### Record excerpts
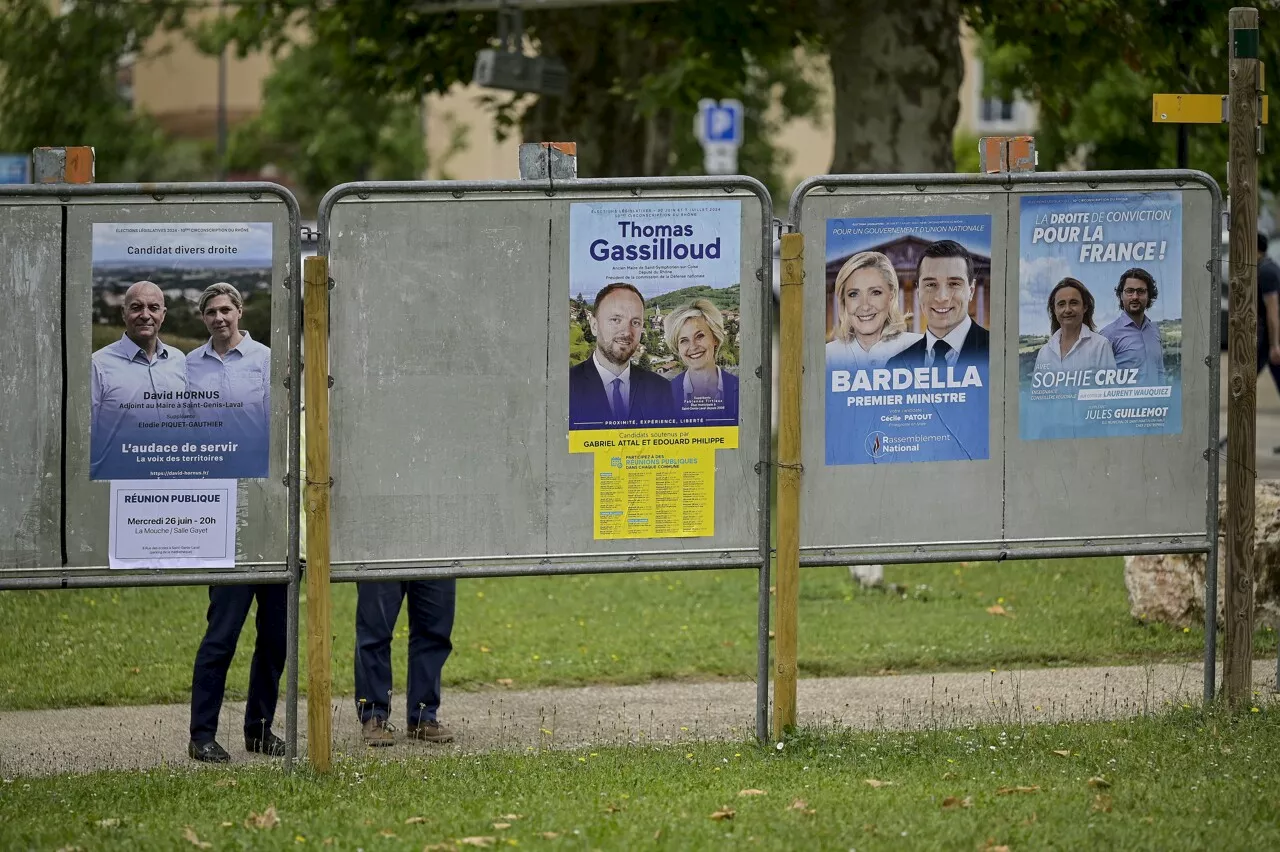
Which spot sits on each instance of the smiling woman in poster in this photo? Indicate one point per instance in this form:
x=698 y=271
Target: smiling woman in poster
x=695 y=333
x=871 y=328
x=1074 y=343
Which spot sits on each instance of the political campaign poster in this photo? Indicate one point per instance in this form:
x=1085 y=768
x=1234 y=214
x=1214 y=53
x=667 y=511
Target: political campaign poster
x=906 y=339
x=653 y=358
x=1100 y=315
x=654 y=314
x=181 y=366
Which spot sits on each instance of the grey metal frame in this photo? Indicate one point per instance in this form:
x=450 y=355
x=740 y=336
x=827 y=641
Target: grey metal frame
x=1107 y=546
x=641 y=560
x=100 y=576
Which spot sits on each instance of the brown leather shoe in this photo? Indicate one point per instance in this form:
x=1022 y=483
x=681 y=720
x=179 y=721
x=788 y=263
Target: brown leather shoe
x=430 y=731
x=378 y=733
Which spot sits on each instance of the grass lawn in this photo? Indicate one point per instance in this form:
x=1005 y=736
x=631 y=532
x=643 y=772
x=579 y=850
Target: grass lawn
x=136 y=645
x=1180 y=781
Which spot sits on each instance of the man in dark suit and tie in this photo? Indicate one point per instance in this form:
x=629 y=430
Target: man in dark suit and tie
x=607 y=390
x=945 y=280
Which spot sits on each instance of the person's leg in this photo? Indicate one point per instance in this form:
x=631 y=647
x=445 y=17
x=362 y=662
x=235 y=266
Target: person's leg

### Exercise task
Update all the records above by changing every "in this photo" to "in this image" and keeping everything else the same. Leave the pictures out of your answer.

### Output below
Which spot sits on each instance of the smiling woman in poster in this image? Indicate one point per instance in this form:
x=698 y=271
Target: smiling woman in poster
x=695 y=333
x=871 y=328
x=1074 y=343
Which spot sits on each instance of the political campaign poster in this image? Indicate one point per instance in this form:
x=1085 y=768
x=1234 y=214
x=1214 y=53
x=667 y=511
Target: political campaign poster
x=906 y=339
x=653 y=358
x=1100 y=315
x=654 y=314
x=181 y=366
Which spot sits on each instance of the grey metal frame in this image? Indicate one point per instance in this form:
x=450 y=355
x=740 y=336
x=827 y=641
Target: grey metal frame
x=1107 y=546
x=641 y=560
x=100 y=576
Which spot sits on each instance of the brown leather shoe in this image? Indicate one point per instance in this form:
x=1022 y=483
x=681 y=720
x=179 y=721
x=788 y=263
Target: brown leather shoe
x=430 y=731
x=378 y=733
Which spot sits on each instance of the grass lawn in this image? Indicate one point per instance in this form:
x=1005 y=736
x=631 y=532
x=643 y=772
x=579 y=850
Target: grass lawn
x=136 y=645
x=1180 y=781
Which spot sits on each instance of the man in dark suit and tie in this image? Indicate one point per instance in this form:
x=629 y=430
Target: man in dark suit and tie
x=607 y=390
x=945 y=280
Which spot sits on each instance of the person's leg in this image? Indicate one point per instance in this form:
x=631 y=647
x=445 y=17
x=362 y=662
x=235 y=266
Target: person's leg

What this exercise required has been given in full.